#### Work instruction:
Given the material below, repeat exactly the lines from the one containing "Pick out each instance of the woman above." through the final line, and nothing else.

START Given data

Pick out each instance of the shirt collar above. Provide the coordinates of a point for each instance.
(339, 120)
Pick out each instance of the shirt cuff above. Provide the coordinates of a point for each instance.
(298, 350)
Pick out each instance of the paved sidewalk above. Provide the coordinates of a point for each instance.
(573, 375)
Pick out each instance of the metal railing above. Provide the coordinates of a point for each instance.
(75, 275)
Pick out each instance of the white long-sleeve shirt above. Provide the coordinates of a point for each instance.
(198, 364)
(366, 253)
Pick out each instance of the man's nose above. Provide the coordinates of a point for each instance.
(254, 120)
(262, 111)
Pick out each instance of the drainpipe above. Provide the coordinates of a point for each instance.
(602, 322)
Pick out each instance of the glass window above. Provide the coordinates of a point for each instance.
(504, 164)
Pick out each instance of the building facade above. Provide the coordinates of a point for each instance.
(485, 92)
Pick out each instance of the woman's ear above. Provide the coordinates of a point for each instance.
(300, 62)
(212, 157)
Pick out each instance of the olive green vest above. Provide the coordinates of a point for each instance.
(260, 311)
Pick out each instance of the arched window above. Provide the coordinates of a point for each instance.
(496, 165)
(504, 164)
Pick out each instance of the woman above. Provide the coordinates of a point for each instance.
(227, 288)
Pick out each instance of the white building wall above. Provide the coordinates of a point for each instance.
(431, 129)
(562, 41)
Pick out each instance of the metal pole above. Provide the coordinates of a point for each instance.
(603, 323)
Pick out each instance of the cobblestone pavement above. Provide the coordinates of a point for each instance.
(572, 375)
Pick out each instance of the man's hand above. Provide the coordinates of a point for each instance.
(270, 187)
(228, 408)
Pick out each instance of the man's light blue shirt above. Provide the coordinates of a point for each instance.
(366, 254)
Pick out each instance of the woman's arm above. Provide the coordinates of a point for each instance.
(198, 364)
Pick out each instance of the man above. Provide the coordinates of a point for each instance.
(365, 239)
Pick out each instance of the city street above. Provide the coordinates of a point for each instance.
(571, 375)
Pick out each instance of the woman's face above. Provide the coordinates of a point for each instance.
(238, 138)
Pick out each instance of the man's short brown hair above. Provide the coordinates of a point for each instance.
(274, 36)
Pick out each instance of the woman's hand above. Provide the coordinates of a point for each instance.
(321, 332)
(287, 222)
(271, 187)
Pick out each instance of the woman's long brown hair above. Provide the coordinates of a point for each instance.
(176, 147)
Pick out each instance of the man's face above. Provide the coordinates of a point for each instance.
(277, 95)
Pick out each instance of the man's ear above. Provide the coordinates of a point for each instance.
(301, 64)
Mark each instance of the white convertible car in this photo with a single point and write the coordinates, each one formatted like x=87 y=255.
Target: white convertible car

END Given data

#### Answer to this exercise:
Pick out each instance of the woman above. Provide the coordinates of a point for each instance.
(227, 288)
Pick out each instance of the white building wall above. Provide the coordinates of a point for each instance.
(431, 129)
(562, 41)
Pick out each instance of the metal pole above. Provide the coordinates of a point for each instance.
(603, 323)
Pick out each instance of the cobblestone pavement above. Provide the coordinates of a point for each instance.
(572, 375)
Pick out each instance of the man's hand above. Provide the coordinates of a point for each instance.
(270, 187)
(228, 408)
Pick out each instance of the man's light blue shirt above. Provide the coordinates of a point for each instance.
(366, 254)
Pick out each instance of the woman's arm above. Provide the coordinates of a point for each instance.
(198, 364)
Pick out each instance of the man above. Provide the coordinates of a point for each instance.
(365, 239)
Pick out each instance of the city street above. Provide the coordinates of a point for each instance.
(571, 375)
Pick out each instance of the woman's face above. Provide the coordinates of a point for each instance.
(238, 138)
Pick out each instance of the man's short brown hair above. Provide the coordinates of a point for each instance.
(274, 36)
Pick out each instance of the woman's hand above. Provide the coordinates of a point for each instance.
(321, 332)
(287, 222)
(271, 187)
Pick out each instance of the woman's long brown hair above. Provide the coordinates of a point for each instance.
(176, 147)
Pick out each instance of the man's face above. Provide the coordinates of a point for each instance.
(277, 95)
Pick out each instance of the man's ear above. Provide the coordinates of a point for each instance.
(301, 64)
Mark each instance of the white convertible car in this photo with a single point and write the coordinates, each one formatted like x=87 y=255.
Target: white convertible car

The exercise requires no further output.